** Provided text **
_ _ _ _ _

The Kilkenny team holiday in 2007 took us to New Zealand, and I found myself rooming with Eddie Brennan. It was just a random pairing – it wasn't like they made corner-backs bunk in with corner-forwards or anything. Even in Kilkenny we took holidays to be holidays.
Early one of the mornings we got a call to the room. The night before had been a late one, so we were probably still a bit sleepy when we picked up the phone. But we woke up pretty fast when the voice on the line started talking. It turned out one of the panel members hadn’t made it back to the hotel.
It wasn’t totally clear what had happened but the upshot was that he had gone missing and his phone was turned off. Only a few of us knew about it, and almost to a man we were freaking out. We hadn’t a clue what to do about it.
I say almost to a man because there was an exception. Eddie was completely calm while the rest of us were beside ourselves. He left us to our worries and went and made a few inquiries and sorted everything out.
What really struck me through it all was that he was so assured and relaxed about everything. Eddie was calm and almost like a daddy figure to us. You always felt safe around him.

_ _ _ _ _

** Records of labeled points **
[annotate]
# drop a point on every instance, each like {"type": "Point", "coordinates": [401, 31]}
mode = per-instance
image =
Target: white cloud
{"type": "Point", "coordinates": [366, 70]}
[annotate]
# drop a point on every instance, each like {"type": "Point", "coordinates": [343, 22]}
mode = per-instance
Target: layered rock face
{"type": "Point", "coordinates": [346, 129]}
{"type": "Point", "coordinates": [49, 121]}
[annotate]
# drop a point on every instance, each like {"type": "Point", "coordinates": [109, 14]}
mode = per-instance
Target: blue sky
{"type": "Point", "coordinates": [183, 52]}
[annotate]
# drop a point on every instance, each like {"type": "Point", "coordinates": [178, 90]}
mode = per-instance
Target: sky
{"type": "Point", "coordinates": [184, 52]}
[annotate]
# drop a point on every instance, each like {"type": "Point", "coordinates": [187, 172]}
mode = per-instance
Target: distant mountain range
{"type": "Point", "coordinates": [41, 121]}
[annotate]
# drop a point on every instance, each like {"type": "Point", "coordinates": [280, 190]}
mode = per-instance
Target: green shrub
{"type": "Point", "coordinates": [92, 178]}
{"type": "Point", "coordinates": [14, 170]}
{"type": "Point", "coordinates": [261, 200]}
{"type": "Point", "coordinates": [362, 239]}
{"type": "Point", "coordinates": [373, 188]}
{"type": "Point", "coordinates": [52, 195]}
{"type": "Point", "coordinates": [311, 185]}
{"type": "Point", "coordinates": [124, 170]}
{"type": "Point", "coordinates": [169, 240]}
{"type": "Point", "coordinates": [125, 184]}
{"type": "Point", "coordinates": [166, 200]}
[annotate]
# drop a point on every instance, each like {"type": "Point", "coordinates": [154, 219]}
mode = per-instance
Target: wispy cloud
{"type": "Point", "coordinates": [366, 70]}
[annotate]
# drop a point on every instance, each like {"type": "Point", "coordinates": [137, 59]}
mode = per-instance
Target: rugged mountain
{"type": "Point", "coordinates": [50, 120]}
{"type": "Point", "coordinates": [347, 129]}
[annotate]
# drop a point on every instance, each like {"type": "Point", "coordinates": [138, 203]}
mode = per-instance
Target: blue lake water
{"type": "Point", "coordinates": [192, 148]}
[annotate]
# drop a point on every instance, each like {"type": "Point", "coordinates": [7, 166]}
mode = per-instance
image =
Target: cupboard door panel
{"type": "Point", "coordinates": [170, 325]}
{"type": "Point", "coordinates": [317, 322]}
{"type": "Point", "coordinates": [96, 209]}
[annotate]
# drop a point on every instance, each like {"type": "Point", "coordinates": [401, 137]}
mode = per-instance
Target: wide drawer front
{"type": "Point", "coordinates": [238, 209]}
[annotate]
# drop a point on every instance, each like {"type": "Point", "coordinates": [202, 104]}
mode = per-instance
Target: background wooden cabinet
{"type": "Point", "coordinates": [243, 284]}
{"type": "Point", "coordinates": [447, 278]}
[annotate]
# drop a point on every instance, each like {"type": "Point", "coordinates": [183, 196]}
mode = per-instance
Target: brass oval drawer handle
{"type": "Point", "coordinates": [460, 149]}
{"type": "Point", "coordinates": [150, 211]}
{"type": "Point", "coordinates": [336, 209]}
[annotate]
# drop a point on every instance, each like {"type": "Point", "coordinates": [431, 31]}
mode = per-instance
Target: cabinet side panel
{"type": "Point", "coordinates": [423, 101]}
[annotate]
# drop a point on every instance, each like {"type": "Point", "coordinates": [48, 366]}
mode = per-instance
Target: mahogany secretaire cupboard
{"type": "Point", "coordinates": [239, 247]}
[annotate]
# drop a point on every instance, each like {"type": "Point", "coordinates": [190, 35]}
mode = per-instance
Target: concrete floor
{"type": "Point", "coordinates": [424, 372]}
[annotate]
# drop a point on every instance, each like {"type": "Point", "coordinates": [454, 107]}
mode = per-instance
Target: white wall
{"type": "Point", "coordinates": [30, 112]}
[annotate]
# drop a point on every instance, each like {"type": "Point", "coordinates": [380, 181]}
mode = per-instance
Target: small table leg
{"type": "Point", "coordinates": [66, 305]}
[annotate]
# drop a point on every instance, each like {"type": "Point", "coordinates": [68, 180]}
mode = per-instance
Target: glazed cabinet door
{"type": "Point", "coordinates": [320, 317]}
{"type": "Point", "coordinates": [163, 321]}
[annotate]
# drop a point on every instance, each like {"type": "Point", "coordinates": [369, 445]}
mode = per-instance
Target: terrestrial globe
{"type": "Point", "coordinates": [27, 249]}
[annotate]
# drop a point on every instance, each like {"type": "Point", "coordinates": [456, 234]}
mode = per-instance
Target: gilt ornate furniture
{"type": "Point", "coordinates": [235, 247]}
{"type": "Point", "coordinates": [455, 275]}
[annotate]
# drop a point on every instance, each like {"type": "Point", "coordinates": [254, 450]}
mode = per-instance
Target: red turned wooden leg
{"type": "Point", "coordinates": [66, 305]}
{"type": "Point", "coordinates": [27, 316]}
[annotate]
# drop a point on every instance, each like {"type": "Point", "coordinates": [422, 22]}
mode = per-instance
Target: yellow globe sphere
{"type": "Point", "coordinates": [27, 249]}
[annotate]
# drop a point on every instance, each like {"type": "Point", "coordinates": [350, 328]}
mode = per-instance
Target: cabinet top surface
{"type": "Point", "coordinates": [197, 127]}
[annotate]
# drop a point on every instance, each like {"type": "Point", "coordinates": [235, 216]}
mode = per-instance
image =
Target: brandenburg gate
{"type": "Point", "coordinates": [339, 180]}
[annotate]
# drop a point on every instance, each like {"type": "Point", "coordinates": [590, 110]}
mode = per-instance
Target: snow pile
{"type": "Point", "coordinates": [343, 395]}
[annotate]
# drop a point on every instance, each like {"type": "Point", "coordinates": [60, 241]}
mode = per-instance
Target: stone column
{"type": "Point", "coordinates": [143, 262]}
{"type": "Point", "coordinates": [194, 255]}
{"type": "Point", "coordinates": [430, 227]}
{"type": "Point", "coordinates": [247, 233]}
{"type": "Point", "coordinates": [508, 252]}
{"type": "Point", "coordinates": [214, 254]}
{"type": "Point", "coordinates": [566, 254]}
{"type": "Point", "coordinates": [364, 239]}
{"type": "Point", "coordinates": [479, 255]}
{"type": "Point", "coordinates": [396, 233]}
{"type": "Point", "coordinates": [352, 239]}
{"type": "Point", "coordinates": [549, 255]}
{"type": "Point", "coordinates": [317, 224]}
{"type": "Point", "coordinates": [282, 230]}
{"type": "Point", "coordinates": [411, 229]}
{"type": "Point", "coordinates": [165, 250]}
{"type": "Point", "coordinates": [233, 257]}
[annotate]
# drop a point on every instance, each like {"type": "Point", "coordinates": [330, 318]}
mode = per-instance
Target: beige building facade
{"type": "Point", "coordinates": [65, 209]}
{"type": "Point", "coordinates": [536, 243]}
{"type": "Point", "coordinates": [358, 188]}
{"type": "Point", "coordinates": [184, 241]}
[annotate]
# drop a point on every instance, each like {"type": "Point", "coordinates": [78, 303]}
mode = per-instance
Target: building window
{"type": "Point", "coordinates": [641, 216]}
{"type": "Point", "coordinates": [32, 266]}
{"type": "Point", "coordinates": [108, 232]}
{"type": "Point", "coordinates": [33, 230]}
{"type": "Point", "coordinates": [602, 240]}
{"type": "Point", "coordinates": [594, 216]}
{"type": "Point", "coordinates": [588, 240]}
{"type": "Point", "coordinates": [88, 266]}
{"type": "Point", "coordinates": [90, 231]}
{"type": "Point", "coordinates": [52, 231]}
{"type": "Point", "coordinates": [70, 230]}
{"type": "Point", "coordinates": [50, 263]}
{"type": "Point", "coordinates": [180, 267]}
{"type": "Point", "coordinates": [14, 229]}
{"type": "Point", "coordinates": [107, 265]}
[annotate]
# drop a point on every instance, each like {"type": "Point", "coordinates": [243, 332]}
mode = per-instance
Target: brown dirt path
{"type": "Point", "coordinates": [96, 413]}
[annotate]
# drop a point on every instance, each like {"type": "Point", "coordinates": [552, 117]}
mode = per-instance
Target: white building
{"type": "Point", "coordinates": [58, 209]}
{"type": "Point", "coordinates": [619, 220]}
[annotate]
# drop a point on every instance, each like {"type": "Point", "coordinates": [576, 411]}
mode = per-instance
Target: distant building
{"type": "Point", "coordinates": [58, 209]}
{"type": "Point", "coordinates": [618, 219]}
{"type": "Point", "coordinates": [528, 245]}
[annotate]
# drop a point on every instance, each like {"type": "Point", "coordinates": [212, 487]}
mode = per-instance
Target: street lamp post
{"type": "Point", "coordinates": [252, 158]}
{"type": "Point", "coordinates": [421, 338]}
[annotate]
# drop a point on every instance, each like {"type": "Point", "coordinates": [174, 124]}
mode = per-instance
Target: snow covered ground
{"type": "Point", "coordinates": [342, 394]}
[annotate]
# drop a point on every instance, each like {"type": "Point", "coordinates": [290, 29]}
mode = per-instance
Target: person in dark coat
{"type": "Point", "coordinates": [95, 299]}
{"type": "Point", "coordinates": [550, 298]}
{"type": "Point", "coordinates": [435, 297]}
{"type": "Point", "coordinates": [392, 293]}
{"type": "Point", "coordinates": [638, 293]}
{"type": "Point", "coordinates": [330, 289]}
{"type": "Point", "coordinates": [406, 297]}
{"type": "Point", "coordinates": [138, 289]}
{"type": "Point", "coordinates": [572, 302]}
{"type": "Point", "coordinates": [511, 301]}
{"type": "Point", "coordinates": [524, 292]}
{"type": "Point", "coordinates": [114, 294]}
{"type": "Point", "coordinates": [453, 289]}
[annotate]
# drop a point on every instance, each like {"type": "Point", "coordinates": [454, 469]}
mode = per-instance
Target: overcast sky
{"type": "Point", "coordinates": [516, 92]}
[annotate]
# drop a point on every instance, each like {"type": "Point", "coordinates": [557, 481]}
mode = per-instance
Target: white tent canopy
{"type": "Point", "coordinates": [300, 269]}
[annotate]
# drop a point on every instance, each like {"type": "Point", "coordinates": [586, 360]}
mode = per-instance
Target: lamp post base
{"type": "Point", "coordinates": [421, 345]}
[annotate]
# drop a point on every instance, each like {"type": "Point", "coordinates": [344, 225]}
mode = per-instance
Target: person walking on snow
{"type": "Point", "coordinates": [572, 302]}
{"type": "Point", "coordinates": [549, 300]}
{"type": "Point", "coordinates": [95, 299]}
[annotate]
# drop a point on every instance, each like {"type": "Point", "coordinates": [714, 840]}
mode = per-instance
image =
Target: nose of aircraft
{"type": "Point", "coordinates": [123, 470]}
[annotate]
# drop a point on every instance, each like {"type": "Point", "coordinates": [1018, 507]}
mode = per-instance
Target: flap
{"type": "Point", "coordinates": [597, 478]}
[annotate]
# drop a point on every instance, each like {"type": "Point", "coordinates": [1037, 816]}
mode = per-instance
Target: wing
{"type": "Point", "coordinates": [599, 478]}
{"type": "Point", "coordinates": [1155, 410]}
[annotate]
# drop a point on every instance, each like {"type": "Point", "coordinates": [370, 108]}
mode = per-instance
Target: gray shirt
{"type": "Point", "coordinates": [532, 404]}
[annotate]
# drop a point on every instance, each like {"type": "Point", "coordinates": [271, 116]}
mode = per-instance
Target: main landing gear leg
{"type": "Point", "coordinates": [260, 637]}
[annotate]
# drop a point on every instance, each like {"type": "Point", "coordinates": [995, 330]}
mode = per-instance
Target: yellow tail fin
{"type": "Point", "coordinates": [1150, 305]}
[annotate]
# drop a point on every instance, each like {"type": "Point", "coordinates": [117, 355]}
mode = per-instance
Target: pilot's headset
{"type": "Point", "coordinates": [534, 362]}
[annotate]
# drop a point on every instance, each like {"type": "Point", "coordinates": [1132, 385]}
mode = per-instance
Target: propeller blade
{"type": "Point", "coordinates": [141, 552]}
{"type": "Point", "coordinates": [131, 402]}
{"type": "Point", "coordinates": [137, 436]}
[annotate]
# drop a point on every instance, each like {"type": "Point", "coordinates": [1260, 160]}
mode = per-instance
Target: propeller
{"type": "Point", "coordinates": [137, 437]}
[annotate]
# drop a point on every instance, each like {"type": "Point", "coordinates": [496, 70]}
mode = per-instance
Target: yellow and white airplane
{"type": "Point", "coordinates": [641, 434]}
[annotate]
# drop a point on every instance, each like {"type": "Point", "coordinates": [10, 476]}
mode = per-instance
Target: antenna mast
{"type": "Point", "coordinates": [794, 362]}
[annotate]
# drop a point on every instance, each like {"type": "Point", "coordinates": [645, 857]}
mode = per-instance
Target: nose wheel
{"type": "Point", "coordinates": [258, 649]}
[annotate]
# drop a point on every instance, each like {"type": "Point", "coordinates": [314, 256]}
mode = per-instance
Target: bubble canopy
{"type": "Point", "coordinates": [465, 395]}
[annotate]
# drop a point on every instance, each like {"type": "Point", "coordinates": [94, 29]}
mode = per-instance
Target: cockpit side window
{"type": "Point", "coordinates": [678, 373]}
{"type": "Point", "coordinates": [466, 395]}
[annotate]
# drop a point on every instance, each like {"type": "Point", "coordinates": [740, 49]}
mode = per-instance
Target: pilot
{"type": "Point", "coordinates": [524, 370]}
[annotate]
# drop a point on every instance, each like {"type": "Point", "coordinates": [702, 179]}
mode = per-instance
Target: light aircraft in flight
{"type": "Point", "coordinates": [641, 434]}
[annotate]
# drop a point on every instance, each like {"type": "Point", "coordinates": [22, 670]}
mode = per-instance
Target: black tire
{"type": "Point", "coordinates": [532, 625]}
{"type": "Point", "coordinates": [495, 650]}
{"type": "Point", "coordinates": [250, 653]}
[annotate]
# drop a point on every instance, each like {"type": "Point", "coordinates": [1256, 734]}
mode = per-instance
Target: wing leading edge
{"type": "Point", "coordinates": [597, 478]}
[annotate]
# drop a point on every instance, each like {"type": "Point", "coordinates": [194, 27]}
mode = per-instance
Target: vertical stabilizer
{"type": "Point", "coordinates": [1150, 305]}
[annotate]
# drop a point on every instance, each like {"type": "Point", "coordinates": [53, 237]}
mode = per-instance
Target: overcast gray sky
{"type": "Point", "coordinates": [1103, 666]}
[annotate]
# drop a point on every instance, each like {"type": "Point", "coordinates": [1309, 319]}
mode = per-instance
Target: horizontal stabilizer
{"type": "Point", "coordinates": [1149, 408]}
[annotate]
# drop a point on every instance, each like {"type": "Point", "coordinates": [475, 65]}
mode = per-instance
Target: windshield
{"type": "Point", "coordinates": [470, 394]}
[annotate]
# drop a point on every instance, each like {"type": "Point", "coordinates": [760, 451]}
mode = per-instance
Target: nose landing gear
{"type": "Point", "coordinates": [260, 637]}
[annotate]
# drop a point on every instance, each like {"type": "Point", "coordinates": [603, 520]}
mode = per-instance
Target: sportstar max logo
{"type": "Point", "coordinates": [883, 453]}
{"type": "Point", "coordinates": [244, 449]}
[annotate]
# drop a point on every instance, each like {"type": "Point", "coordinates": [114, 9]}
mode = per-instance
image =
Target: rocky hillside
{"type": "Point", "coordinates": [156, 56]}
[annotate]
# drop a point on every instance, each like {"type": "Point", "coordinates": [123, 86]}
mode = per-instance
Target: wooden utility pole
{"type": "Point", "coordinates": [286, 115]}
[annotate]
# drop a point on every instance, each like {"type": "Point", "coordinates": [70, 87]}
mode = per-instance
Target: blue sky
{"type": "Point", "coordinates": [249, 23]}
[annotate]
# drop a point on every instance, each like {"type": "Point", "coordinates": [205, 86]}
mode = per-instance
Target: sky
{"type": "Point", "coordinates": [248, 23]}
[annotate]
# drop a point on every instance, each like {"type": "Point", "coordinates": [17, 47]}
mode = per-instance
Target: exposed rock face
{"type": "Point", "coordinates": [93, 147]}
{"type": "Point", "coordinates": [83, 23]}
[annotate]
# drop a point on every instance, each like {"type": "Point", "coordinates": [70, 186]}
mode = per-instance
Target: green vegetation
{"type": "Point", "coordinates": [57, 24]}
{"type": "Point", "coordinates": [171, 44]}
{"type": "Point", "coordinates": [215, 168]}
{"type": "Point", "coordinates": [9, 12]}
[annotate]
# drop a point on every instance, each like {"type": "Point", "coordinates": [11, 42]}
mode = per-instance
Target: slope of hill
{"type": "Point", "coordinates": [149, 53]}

_ _ _ _ _

** Requirements **
a: Copy out the part of the Kilkenny holiday passage that opens with the words containing "Early one of" and closes with "to the hotel.", keeping every word unchanged.
b: Answer these questions using the Kilkenny holiday passage:
(i) What country did the 2007 team holiday visit?
(ii) Whom did the narrator share a room with?
(iii) What was the state of the missing panel member's phone?
c: Carry the Kilkenny holiday passage forward with the next part, beginning right after its last sentence.
This material was taken from a separate source.

** Answers below **
a:
Early one of the mornings we got a call to the room. The night before had been a late one, so we were probably still a bit sleepy when we picked up the phone. But we woke up pretty fast when the voice on the line started talking. It turned out one of the panel members hadn’t made it back to the hotel.

b:
(i) New Zealand
(ii) Eddie Brennan
(iii) It was turned off.

c:
That was off the pitch. On it was a different story. Any time Eddie slipped me with a shimmy and a quick turn and got inside me in training, he was the one player that forced me to act on instinct.
Usually in that scenario you have a moment to assess where you are, where your man is, where the goal is, where the cover is. It might only be a split second but that’s usually enough. When you’re in that situation enough times you don’t need much more than that to know what to do.
It was different when I had Eddie to deal with. Nobody had pace off the mark like he had, and nobody made up his mind quicker as to the best route to goal. You didn’t have the luxury of thinking. If he was in behind you not even 36 inches of ash could bridge the separation he would have created in that thinking moment. Whatever you were going to do, you had to do it straight away.
When he got inside you there was a shot at goal coming more often than not. Your only hope was to foul him or pray that you had cover. He had the instincts of an assassin. I found it out to my cost in training – Seamus Hickey, Eoin Murphy and Paudie Maher and others all found it out in matches. High-calibre players that he made look like junior hurlers at times.
Ruthless
The speed in his legs was only ever a part of it. I always felt that his speed of thought was just as potent a weapon because it was what made him ruthless. He didn’t settle for a point if he thought a goal was on – and nine times out of 10 he basically decided a goal was on once he got a bit of space. You had to match instinct with instinct when you played against him. Your reaction had to be instantaneous.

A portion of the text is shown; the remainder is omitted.